Text provided:
-- Opening Marker --
Workers advocate for a $20 per hour minimum wage

Workers advocate for a $20 per hour minimum wage in Los Angeles on November 1, 2022.

(Robert Gauthier/Los Angeles Times via Getty Images)

Suggestions for Progressives to Become Stronger

There exists a truly irritating strain among both progressive lawmakers, staff, and outside advocates, of prejudging their own defeat.

Though reluctant to admit it publicly, for the sake of morale and status, progressive citizen group leaders taking on the corporate supremacists and their political lackeys are in hard times. With few exceptions, they are neither adjusting with bolder strategies and tactics nor growing fast enough to spin off new divisions and groups. On the other hand, corporatists, driven by profits, have constant motivation and measurable yardsticks for defining their success. Corporatists, with their monetized minds, are not seized by internal worries and debates about how to address climate catastrophes, addicted customers (tobacco) and patients (Opioids). They are corrupting governments or becoming tax dodgers, all while demanding government handouts.

Against that background, I offer some suggestions. Progressives should:

1. Not succumb to the satiety of exposing and denouncing, without moving to action. Their reports gather dust. Be like law professor and leading child advocate Robert Fellmeth (See, Children's Advocacy Institute). He has exposed wrongdoing, proposed reforms, and taken them all the way through the California Legislature to the governor's signature.
-- Closing Marker --
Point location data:
-- Opening Marker --
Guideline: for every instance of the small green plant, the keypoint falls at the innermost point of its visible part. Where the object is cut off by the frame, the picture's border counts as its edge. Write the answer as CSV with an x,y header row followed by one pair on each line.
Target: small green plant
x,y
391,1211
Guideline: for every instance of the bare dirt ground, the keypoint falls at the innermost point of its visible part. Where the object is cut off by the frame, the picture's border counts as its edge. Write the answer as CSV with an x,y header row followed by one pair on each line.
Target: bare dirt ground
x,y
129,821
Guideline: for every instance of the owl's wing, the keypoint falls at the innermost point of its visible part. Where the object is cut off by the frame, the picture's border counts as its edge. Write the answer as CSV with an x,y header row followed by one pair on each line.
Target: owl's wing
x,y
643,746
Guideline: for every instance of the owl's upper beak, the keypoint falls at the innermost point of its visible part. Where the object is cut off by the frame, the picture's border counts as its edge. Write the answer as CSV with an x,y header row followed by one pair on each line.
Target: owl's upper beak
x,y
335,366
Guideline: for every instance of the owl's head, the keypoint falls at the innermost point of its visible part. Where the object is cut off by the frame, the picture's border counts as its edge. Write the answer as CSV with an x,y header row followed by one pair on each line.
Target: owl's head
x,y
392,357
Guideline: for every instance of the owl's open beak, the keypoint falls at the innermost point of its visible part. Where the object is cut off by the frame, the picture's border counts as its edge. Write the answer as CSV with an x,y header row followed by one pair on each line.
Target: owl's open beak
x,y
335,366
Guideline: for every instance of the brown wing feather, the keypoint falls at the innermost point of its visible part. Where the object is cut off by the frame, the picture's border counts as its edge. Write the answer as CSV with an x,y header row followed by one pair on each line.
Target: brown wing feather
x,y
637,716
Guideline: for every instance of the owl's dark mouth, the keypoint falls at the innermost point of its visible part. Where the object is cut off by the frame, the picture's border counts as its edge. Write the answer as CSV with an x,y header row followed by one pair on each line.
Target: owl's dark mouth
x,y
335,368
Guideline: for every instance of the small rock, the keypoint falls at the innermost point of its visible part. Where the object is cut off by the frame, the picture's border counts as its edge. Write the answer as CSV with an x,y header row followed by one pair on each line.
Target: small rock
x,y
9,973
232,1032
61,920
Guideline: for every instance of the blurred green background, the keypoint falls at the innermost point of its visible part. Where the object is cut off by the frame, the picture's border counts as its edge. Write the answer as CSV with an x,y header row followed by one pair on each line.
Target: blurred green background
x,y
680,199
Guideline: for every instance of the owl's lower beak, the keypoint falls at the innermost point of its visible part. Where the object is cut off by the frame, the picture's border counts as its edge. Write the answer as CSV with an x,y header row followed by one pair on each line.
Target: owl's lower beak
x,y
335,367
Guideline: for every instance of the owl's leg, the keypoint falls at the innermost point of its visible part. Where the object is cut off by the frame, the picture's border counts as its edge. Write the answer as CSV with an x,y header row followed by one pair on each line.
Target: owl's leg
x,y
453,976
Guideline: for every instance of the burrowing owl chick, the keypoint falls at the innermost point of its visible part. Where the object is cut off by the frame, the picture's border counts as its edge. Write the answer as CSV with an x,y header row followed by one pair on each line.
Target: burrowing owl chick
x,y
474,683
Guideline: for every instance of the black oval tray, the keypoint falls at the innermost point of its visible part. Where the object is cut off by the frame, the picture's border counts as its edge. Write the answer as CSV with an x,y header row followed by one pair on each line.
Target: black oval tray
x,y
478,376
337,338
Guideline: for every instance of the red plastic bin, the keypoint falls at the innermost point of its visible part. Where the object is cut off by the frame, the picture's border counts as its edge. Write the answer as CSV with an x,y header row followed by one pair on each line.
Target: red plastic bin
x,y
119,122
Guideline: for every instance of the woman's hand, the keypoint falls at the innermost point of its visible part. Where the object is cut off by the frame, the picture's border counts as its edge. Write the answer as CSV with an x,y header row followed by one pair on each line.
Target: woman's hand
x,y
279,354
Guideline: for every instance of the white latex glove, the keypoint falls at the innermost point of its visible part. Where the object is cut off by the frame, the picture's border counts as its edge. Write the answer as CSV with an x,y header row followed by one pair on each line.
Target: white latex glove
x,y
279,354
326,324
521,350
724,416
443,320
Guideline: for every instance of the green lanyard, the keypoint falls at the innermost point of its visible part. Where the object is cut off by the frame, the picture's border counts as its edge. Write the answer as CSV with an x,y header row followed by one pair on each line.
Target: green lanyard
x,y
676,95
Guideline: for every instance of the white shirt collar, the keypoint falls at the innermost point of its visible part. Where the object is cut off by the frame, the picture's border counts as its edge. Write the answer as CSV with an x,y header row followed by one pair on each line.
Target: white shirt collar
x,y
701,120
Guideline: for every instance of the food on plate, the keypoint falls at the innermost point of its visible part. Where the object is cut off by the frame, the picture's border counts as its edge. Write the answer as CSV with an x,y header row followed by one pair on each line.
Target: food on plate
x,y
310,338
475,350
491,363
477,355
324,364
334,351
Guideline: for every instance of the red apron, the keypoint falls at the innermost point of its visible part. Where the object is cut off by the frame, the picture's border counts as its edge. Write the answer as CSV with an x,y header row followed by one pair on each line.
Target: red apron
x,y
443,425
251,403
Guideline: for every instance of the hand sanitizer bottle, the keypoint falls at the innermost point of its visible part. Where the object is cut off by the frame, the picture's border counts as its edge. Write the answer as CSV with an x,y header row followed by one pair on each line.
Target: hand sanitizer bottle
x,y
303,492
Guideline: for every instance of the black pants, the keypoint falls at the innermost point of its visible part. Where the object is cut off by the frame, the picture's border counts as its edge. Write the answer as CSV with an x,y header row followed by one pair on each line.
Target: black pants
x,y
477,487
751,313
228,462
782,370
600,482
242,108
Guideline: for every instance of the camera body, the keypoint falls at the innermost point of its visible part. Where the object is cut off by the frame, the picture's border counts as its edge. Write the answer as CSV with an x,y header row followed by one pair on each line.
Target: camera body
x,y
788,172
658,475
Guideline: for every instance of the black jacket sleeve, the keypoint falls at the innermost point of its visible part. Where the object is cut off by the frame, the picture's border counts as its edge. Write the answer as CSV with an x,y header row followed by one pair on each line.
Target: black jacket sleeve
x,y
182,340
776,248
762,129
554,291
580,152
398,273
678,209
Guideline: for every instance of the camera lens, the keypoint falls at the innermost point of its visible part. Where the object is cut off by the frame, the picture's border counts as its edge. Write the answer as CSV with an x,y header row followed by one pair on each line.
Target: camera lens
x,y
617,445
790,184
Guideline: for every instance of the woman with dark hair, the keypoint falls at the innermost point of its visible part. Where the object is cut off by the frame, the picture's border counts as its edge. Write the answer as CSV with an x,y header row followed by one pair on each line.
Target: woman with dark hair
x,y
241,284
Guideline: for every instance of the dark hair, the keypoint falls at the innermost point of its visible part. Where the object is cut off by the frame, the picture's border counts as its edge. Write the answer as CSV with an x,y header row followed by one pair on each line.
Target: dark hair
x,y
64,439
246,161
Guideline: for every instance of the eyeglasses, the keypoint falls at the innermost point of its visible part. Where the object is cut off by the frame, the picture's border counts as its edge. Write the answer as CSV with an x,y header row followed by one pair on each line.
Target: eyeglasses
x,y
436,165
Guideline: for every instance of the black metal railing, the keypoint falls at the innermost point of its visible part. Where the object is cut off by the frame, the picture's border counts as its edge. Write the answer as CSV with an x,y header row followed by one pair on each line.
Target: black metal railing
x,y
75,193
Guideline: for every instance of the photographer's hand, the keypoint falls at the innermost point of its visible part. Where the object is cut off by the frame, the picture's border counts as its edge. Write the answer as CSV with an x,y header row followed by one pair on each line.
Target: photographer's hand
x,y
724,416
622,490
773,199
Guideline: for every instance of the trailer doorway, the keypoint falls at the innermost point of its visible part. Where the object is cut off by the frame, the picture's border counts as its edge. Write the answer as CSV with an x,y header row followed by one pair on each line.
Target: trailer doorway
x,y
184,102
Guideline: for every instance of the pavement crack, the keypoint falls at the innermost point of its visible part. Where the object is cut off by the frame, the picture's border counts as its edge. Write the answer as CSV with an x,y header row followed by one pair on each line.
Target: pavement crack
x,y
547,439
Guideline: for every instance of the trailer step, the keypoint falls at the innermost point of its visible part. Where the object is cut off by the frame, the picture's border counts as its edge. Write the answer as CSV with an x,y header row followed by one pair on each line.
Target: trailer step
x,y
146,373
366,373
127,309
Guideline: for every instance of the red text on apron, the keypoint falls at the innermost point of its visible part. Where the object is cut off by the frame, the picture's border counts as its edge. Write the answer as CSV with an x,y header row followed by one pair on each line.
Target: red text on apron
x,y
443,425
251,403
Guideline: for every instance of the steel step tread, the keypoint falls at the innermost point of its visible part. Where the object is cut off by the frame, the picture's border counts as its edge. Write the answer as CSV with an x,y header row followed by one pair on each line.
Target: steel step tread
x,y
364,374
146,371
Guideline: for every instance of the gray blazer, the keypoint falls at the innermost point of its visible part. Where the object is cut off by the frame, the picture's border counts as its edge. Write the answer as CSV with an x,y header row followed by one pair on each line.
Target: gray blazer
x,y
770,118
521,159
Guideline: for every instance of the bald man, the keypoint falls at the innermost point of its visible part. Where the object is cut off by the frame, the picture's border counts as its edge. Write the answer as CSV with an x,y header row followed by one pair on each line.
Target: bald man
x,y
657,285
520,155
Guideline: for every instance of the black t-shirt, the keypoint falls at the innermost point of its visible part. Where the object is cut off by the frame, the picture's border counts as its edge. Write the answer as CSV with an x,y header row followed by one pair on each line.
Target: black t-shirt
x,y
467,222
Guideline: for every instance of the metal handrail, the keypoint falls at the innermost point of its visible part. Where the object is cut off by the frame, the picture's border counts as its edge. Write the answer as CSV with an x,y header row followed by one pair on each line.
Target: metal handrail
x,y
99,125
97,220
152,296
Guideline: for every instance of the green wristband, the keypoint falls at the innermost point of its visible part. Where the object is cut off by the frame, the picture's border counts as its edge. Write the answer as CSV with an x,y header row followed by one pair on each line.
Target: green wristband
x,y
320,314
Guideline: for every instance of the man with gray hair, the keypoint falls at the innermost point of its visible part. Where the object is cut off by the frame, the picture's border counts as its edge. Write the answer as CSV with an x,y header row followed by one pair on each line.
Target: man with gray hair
-- Closing Marker --
Aim of the exercise:
Print the part of the piece on progressive strategy that begins at the words "Though reluctant to" and stops after "demanding government handouts.". The items have nothing to do with this.

Completed exercise:
Though reluctant to admit it publicly, for the sake of morale and status, progressive citizen group leaders taking on the corporate supremacists and their political lackeys are in hard times. With few exceptions, they are neither adjusting with bolder strategies and tactics nor growing fast enough to spin off new divisions and groups. On the other hand, corporatists, driven by profits, have constant motivation and measurable yardsticks for defining their success. Corporatists, with their monetized minds, are not seized by internal worries and debates about how to address climate catastrophes, addicted customers (tobacco) and patients (Opioids). They are corrupting governments or becoming tax dodgers, all while demanding government handouts.